* [Exercise task A]
Using the forum thread about Ed Coan, answer these questions:
(i) What does Beedeezy say he follows on YouTube?
(ii) What does DieYoungStrong call Ed Coan?
(iii) According to HydroEJP88, what has made Mark look a lot better?
* [Exercise task B]
List every distinct username that posts in the forum thread about Ed Coan, naming each one once.

* [Text to read]
# The Journey of Ed Coan w/ Mark Bell



## Assassin32 (Jun 28, 2015)

I stumbled across this yesterday and found it really interesting. I didn't really know who Ed Coan was. I've heard his name, but really didn't know anything about him. That dude is awesome. One of the most respectful, insightful fellas you will ever hear. Just amazing. I couldn't stop watching. It's a little long but I thought some of you guys might like it.


----------



## Beedeezy (Jun 28, 2015)

I follow super training on YouTube. He has a number of video he put out recently dealing with history, training ect with Coan. 
Dude is a ****ing beast!


----------



## DieYoungStrong (Jun 28, 2015)

Thanks for sharing. Ed Coan is the GOAT of powerlifting. 

Kids, do not try Ed coans training programs at home. He is not mortal, and you will regress.


----------



## Assassin32 (Jun 28, 2015)

The guy just seems so knowledgeable and humble and and respectful. I could listen to him for hours. He seems like he would be an amazing coach.


----------



## Milo (Jun 28, 2015)

From all the vids I've seen, dudes in the PL community are cool as **** and willing to help out anyone that wants to learn. Most notably Ed Coan, Chris Duffin, The Lilliebridges. I can watch these vids all day.


----------



## Franklin Yeti (Jun 28, 2015)

That's good stuff!


----------



## HydroEJP88 (Jun 29, 2015)

I started watching this earlier, haven't finished it yet but it's a good watch so far. 

Mark has really been making a name for himself as of late, he looks a lot better since dropping the weight


----------

* [Available data]
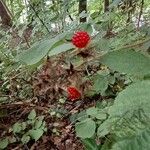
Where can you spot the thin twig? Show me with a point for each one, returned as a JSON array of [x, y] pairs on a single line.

* [Expected output A]
(i) Super training
(ii) The GOAT of powerlifting
(iii) Dropping the weight

* [Expected output B]
Assassin32, Beedeezy, DieYoungStrong, Milo, Franklin Yeti, HydroEJP88